▶ **Task objective**
Scan the entries below, and for each line that includes the word "head", make a copy.

▶ **Working data**
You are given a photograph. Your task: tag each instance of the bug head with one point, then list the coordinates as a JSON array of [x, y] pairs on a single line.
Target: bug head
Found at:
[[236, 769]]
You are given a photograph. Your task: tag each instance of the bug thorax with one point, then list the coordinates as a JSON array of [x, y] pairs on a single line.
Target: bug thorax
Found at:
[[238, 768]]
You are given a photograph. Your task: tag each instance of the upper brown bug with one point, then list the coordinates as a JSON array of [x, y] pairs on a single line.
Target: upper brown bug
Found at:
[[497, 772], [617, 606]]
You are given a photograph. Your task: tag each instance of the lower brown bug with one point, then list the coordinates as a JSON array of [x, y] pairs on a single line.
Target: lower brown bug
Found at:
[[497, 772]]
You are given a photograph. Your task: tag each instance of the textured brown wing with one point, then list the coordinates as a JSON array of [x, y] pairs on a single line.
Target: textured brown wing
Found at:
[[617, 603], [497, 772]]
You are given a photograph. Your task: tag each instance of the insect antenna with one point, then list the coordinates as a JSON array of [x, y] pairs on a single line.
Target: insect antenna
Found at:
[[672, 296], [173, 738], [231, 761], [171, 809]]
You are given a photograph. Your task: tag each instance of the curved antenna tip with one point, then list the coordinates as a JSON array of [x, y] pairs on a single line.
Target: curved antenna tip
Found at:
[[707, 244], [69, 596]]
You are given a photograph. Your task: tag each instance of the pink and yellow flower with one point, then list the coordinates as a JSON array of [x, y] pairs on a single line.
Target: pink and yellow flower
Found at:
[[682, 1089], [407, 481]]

==

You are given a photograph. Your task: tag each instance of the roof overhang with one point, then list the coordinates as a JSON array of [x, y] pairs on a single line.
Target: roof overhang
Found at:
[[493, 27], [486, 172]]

▶ **Response area**
You are given a photograph. Your task: tag each instance of the bug head with one point, then list the coordinates as a JSON array of [x, y] pairs on a single line.
Target: bug head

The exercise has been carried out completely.